╭─ Material for this task

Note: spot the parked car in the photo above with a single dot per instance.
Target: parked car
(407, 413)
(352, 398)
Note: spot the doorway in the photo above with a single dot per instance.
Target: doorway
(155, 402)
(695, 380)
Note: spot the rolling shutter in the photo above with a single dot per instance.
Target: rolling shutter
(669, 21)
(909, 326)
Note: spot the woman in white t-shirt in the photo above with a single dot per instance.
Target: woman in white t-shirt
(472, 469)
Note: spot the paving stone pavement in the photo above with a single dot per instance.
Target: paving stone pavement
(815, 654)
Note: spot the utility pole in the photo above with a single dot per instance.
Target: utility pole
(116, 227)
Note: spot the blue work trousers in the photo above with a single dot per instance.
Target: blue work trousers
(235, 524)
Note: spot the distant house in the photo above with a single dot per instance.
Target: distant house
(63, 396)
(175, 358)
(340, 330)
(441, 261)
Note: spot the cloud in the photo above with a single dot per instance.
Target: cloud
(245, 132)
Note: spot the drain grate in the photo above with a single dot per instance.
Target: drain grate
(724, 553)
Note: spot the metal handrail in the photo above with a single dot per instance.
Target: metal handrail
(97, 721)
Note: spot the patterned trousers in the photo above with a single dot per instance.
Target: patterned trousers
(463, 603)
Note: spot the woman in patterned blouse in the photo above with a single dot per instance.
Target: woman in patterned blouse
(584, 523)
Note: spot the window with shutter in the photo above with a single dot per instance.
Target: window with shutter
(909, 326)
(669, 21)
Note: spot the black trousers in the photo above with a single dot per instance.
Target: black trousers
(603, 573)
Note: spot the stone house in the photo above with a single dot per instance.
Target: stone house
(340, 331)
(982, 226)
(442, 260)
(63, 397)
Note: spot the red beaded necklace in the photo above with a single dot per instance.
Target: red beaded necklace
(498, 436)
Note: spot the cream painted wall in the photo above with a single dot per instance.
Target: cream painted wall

╰─

*The task*.
Write out each entry again, word for word.

*Output of the exercise*.
Note: spot the parked car in the photo above with a single dot per instance.
Target: parked car
(407, 413)
(352, 398)
Note: spot the doorway in the photo above with a single dot per instance.
Target: doorway
(155, 402)
(695, 380)
Note: spot the rolling shutter in the photo above with a single dot per instance.
Target: rolling shutter
(669, 21)
(909, 326)
Note: spot the woman in white t-shirt in the photo above with a single dot per instance.
Target: woman in white t-shirt
(472, 469)
Note: spot the paving stone pavement in the photo above with a single dot per instance.
Target: paving stone pavement
(815, 654)
Note: spot the utility pole in the photo above with a single dot per instance.
Target: utility pole
(116, 227)
Note: spot the blue work trousers in the photo above with a single dot per instance.
Target: blue work trousers
(235, 524)
Note: spot the distant house in the photo above with a single dot per instance.
Target: distant house
(63, 396)
(175, 358)
(340, 330)
(441, 261)
Note: spot the cloud in the photo above with a single dot per instance.
Target: cloud
(245, 132)
Note: spot the drain grate in the photo above with a single dot per instance.
Target: drain grate
(724, 553)
Note: spot the metal handrail in the photo above with a single dot per instance.
Target: metal handrail
(97, 721)
Note: spot the patterned trousers in the photo above with a single dot per instance.
Target: patterned trousers
(463, 603)
Note: spot the woman in patterned blouse in the photo above with a single dot per instance.
Target: woman in patterned blouse
(584, 523)
Note: spot the window with shutter in the photo above with a single dot per instance.
Target: window with shutter
(909, 326)
(669, 21)
Note: spot the black trousers in the photo above with a single dot per instance.
Target: black trousers
(603, 573)
Note: spot the stone house in the photo above with a single dot per instance.
Target: stone house
(340, 331)
(982, 226)
(442, 260)
(63, 397)
Note: spot the red beaded necklace in the photo above with a single dot per instance.
Target: red beaded necklace
(498, 436)
Note: spot the cream painted wall in the photo above with a single dot per instance.
Target: cream painted wall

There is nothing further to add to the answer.